▶ **Passage provided**:

- Date: 10 January 2014
- Site: Sunset Marquis West Hollywood, Los Angeles, California
- Hosted by: Geoffrey Rush

Highlights
- Best Film: Gravity
- Most awards: 12 Years a Slave, American Hustle, Gravity (2)
- Most nominations: American Hustle (7)

Television coverage
- Network: Arena

= 3rd AACTA International Awards =

Australian film and TV awards ceremony in 2014

The 3rd Australian Academy of Cinema and Television Arts International Awards (commonly known as the AACTA International Awards), were presented by the Australian Academy of Cinema and Television Arts (AACTA), a non-profit organisation whose aim is to identify, award, promote and celebrate Australia's greatest achievements in film and television. Awards were handed out for the best films of 2013 regardless of geography, and are the international counterpart to the awards for Australian films (held on 28 and 30 January). The ceremony took place at Sunset Marquis in Los Angeles, California on 10 January 2014 and will be televised in Australia on 12 January on the Arena network.

The nominees were announced on 14 December 2013. 12 Years a Slave, American Hustle and Gravity won two awards each, with the latter film winning Best Film. Blue Jasmine was the only other winning film, with one for Best Actress.

▶ **Data**:
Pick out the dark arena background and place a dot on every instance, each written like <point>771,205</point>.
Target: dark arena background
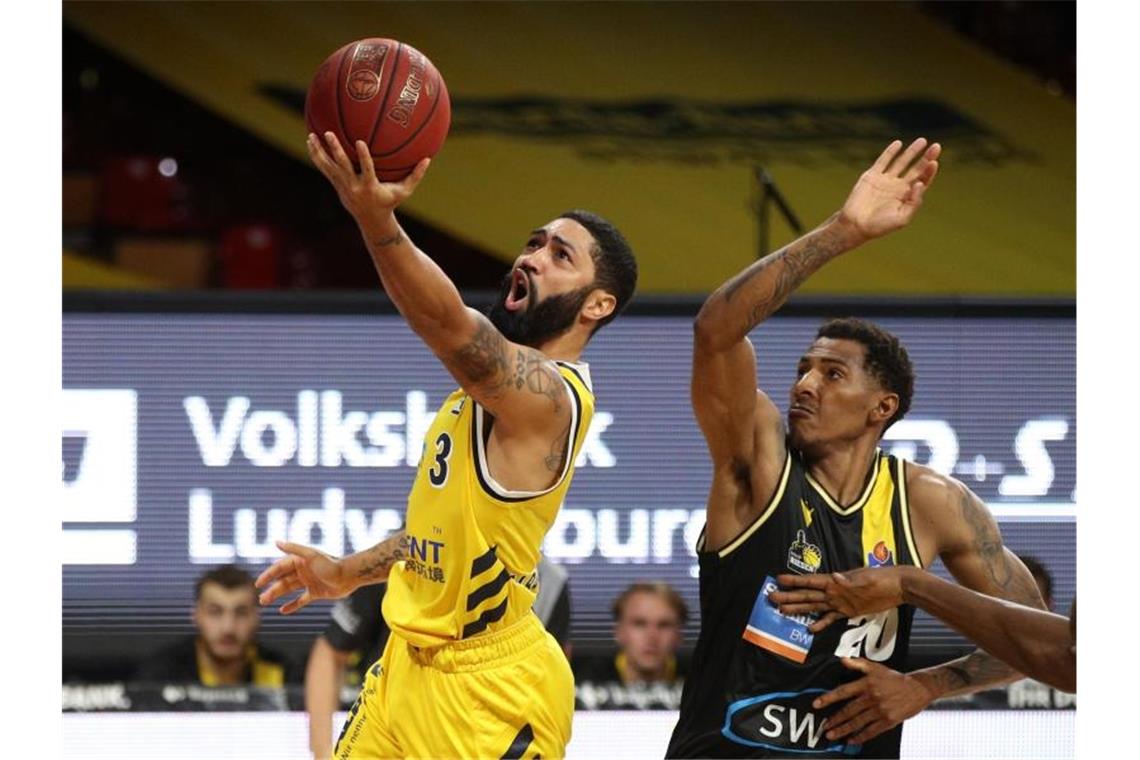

▶ **What to produce**:
From the passage on the 3rd AACTA International Awards, retype the part that opens with the words containing "The 3rd Australian" and closes with "the Arena network.". The data plays no part in what follows.

▶ **Result**:
The 3rd Australian Academy of Cinema and Television Arts International Awards (commonly known as the AACTA International Awards), were presented by the Australian Academy of Cinema and Television Arts (AACTA), a non-profit organisation whose aim is to identify, award, promote and celebrate Australia's greatest achievements in film and television. Awards were handed out for the best films of 2013 regardless of geography, and are the international counterpart to the awards for Australian films (held on 28 and 30 January). The ceremony took place at Sunset Marquis in Los Angeles, California on 10 January 2014 and will be televised in Australia on 12 January on the Arena network.